• TAREA PROPUESTA
Prosigue el artículo de opinión sobre Jaime Larrínaga, párroco de Maruri, a partir de su última frase.

+++ TEXTO +++

29 julio 2003

Jaime Larrínaga, párroco de Maruri, Vizcaya

En último término, la insidia y la iniquidad han podido con él. Al fin y al cabo, sólo es un ser humano como cualquier otro -como usted o como yo, querido lector, pese a su condición sacerdotal-, en el que han terminado por anidar los mismos sentimientos de frustración, rabia, impotencia, miedo y desencanto que se asentaron anteriormente en el corazón de otros 200.000 decentes y trabajadores ciudadanos vascos.

Hoy hemos asistido a la penúltima rendición del penúltimo héroe que resistía erguido en su dignidad y sus principios, contra el entorno más hostil a la libertad que existe en toda Europa. Jaime Larrínaga, párroco de Maruri, una pequeña localidad vizcaína, ha dicho basta. El sanedrín peneuvista puede darse por plenamente satisfecho al haber logrado los objetivos que se había planteado hace un año. A través del Ayuntamiento de Maruri, gobernado por munícipes del PNV, Sabin Etxea puso en el punto de mira de ETA a un cura que había considerado su deber cristiano, manifestarse contra las sórdidas tesis sobre nacionalismo y terrorismo defendidas por la jerarquía eclesiástica vasca, encabezada por una fosa séptica llamada José María Setién.

La sucia campaña desatada por el Consistorio, que como digo, estaba plena y conscientemente dirigida desde más arriba, tenía como fin el aislamiento, el enmudecimiento y en último término, la expulsión de este sacerdote de la localidad en la que había desempeñado su tarea religiosa durante 34 años. La táctica empleada por esas víboras fue tan antigua como rastrera, vil y chusca, residiendo en la distribución, mediante buzoneo a todos los vecinos del pueblo, de pasquines en los que denunciaba la presunta connivencia de Larrínaga con el franquismo. Ofende e insulta, que algo queda, es una costumbre muy española, que se destila normalmente desde la atávica envidia de que hacemos gala. Pero es que este tipo de actitudes llevan en el País Vasco a lo que todos sabemos. A mí pueden llamarme franquista, por ejemplo, en mi entorno laboral en Madrid. Me harán el vacío, me mirarán con caras agrias - ahora esto se llama mobbing, creo- terminaré hablando con las paredes y me marcharé, harto de tanta falta de armonía. Pero nadie me matará, ni tan siquiera amenazará con hacerlo. En el País Vasco, eso no sólo es una posibilidad, sino casi una certeza. Y en el PNV lo sabían cuando iniciaron esta ultrajante campaña contra el valiente párroco.

+++ INFORMACIÓN PROPORCIONADA +++

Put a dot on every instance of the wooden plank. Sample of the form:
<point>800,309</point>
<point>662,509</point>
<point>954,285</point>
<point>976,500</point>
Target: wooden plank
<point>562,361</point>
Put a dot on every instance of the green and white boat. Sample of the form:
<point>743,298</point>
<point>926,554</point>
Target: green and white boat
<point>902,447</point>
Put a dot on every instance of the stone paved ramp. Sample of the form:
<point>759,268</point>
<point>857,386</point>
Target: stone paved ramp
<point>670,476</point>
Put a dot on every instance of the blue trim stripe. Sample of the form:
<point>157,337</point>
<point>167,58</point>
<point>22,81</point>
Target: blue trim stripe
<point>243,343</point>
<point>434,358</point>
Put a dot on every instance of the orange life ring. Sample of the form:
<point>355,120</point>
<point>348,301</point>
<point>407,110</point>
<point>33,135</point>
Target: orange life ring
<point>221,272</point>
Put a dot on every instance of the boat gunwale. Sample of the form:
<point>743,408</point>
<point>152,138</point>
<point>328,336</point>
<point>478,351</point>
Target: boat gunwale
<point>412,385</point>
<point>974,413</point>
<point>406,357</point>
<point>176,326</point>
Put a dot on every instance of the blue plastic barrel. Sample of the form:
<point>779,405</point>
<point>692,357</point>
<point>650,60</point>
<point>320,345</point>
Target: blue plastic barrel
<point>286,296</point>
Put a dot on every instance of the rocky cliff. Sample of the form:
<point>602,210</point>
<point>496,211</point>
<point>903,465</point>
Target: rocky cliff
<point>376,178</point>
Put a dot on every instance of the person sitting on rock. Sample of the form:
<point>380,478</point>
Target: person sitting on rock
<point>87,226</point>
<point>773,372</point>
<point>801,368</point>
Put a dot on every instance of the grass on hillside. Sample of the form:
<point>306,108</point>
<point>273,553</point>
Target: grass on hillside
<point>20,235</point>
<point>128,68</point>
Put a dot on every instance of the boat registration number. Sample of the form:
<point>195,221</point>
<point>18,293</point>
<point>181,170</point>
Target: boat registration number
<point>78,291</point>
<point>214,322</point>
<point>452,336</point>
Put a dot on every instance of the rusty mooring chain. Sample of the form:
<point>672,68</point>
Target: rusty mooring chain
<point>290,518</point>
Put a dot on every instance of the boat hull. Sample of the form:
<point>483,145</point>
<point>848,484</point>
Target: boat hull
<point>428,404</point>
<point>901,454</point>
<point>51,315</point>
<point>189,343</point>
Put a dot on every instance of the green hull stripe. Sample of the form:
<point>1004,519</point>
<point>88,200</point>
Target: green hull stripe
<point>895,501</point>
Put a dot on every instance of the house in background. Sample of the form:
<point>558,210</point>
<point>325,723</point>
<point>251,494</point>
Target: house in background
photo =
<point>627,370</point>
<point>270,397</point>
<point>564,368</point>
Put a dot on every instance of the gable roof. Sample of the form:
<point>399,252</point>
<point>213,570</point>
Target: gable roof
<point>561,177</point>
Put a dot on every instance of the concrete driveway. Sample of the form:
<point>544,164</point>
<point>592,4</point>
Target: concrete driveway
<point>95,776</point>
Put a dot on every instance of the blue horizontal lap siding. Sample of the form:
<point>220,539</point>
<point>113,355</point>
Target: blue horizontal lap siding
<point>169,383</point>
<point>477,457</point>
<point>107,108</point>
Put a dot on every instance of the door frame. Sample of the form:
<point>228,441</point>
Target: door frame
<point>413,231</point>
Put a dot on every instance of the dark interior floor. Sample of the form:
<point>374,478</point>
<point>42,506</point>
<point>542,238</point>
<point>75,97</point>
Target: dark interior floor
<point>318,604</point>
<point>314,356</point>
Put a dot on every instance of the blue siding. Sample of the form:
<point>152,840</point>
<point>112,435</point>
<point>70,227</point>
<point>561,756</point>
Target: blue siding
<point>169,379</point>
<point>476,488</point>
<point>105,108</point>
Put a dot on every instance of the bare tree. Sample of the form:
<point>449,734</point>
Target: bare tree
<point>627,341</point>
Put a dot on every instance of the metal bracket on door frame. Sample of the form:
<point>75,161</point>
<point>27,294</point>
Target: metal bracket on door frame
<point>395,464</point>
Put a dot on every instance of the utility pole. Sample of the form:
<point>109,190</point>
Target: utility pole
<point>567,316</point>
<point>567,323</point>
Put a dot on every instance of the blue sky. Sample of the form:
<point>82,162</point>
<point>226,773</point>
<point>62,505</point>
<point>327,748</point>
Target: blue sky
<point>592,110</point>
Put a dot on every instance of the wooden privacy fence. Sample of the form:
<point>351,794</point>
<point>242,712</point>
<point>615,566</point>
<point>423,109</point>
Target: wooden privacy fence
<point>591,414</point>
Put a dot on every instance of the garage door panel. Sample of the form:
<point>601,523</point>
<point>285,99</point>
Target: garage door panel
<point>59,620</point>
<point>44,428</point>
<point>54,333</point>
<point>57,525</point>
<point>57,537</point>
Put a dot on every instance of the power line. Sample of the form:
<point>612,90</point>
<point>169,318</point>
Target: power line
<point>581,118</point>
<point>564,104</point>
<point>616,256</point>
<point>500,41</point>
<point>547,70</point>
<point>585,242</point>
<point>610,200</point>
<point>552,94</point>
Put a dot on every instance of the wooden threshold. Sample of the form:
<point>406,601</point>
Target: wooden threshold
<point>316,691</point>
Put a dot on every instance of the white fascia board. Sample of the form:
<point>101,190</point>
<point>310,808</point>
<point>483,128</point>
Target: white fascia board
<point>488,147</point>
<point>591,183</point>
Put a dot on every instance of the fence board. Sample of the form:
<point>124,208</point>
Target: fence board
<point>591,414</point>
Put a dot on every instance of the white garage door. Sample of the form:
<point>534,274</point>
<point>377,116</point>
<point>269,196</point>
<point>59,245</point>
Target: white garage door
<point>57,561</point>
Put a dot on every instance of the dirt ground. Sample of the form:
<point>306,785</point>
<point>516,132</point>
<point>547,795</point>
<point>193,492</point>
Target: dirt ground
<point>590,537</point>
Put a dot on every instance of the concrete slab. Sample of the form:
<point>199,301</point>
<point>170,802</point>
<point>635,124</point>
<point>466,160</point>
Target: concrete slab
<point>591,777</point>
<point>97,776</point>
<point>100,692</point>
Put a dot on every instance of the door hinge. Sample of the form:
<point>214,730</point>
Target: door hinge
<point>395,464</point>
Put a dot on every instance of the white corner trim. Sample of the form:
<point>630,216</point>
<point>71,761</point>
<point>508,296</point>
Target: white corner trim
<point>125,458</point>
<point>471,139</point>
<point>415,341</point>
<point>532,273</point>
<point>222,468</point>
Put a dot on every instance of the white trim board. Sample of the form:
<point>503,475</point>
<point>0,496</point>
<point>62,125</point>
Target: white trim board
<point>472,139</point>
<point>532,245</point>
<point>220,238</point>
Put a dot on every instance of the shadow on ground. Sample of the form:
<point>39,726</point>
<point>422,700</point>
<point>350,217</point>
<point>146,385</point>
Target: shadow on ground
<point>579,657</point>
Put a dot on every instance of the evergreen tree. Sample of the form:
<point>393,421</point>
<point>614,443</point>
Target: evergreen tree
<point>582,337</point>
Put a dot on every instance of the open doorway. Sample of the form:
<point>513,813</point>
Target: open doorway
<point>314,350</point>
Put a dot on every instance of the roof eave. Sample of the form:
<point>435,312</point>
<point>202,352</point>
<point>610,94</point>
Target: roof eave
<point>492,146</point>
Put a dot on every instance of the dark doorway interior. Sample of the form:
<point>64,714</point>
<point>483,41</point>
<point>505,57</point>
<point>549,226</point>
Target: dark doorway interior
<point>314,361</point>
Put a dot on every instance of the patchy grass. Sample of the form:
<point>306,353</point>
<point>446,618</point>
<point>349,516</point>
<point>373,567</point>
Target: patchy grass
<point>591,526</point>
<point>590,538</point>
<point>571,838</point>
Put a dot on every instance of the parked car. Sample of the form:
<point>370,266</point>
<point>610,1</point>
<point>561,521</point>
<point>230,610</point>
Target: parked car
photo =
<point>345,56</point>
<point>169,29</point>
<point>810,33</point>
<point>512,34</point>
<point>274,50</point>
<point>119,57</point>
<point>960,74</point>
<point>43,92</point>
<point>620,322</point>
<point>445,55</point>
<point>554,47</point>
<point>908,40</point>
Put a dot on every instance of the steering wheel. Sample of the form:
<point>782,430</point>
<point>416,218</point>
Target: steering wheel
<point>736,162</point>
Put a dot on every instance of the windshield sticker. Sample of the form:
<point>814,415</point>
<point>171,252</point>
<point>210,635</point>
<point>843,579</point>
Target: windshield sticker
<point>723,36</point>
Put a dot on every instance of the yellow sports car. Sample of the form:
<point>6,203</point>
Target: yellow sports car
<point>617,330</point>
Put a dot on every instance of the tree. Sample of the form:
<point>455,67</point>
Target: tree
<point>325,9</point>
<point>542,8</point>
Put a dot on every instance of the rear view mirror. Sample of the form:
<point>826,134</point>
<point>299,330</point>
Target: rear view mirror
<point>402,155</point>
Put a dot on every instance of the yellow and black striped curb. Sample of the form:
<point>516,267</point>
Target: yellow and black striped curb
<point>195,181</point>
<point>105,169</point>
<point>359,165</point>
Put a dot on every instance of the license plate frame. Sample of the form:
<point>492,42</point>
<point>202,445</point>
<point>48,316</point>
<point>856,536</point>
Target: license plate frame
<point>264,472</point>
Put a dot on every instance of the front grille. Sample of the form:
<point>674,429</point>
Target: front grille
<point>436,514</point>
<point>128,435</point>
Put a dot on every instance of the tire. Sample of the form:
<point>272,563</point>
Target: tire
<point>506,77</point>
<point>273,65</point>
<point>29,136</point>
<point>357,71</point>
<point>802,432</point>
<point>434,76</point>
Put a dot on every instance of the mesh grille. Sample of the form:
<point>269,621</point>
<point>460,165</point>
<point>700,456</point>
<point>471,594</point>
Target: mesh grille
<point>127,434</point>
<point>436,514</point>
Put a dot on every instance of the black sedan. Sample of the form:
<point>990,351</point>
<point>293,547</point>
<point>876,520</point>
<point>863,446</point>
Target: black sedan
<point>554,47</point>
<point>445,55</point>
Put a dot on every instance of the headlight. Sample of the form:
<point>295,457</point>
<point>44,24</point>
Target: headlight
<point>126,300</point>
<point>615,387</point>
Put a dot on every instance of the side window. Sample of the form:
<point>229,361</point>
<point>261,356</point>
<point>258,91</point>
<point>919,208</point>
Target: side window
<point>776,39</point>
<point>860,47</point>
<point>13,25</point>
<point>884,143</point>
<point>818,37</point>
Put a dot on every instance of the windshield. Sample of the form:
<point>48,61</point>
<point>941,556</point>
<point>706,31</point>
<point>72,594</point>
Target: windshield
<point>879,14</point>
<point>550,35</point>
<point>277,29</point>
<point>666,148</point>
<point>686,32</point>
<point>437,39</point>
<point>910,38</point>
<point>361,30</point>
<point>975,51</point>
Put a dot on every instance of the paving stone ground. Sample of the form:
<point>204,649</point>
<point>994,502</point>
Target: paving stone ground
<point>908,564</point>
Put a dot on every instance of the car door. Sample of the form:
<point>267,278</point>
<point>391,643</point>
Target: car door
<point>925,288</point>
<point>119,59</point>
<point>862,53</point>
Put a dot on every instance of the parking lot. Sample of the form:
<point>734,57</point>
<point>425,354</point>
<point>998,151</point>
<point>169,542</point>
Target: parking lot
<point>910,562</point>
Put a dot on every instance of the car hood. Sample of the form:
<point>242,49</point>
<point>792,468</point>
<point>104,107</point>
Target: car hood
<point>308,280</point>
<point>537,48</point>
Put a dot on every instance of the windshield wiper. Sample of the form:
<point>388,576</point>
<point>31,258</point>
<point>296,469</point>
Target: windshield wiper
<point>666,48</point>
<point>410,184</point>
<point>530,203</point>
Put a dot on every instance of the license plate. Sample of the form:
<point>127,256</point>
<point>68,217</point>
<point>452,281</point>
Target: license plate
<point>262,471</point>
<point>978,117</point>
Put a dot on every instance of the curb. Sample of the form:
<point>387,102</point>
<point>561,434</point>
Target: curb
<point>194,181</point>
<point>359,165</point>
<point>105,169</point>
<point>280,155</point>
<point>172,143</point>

+++

• RESULTADO OBTENIDO
Por lo tanto, me atrevo a asegurar que la mayor aflicción y desventura de este cura, no es la de tener que abandonar la parroquia y los feligreses a los que ha estado consagrada durante los últimos 34 años su labor pastoral. No, no es ese su mayor pesar. Como tampoco lo es el de las 200.000 personas que le precedieron en el doloroso y cruel exilio que se vieron obligados a emprender.

El tormento que mortifica el espíritu de este guerrero de la paz y de la concordia, y el de sus 200.000 predecesores en el destierro, es saber que el camino del éxodo les fue señalado por la asechanza de unos gobernantes regionales que les marcaron con el estigma de no ser nacionalistas y por la indiferencia, el desdén y la esquivez de los vecinos que sí que comulgaban con el abyecto ideario de la exclusión y la violencia.

El resto de los españoles no nos damos cuenta. Vivimos en una permanente normalidad, únicamente alterada por determinados sucesos que nos impactan más o menos, pero nuestra vida discurre por cauces relativamente normales. En el País Vasco no. Lo que en el resto de España se da por usual y natural, como puede ser la simple contraposición de puntos de vista entre amigos o familiares sobre la política municipal, regional o nacional, en aquella Comunidad Autónoma es excepción. Si no eres un nacionalista declarado, la opción de exponer pública y libremente tus ideas políticas se convierte en un acto tan heroico como imprudente, pues un Gran Hermano Nacionalista lo controla todo, lo sabe todo, lo filtra todo. Y cualquier elemento que no pasa por el colador, ha de ser expulsado, o en su defecto, eliminado.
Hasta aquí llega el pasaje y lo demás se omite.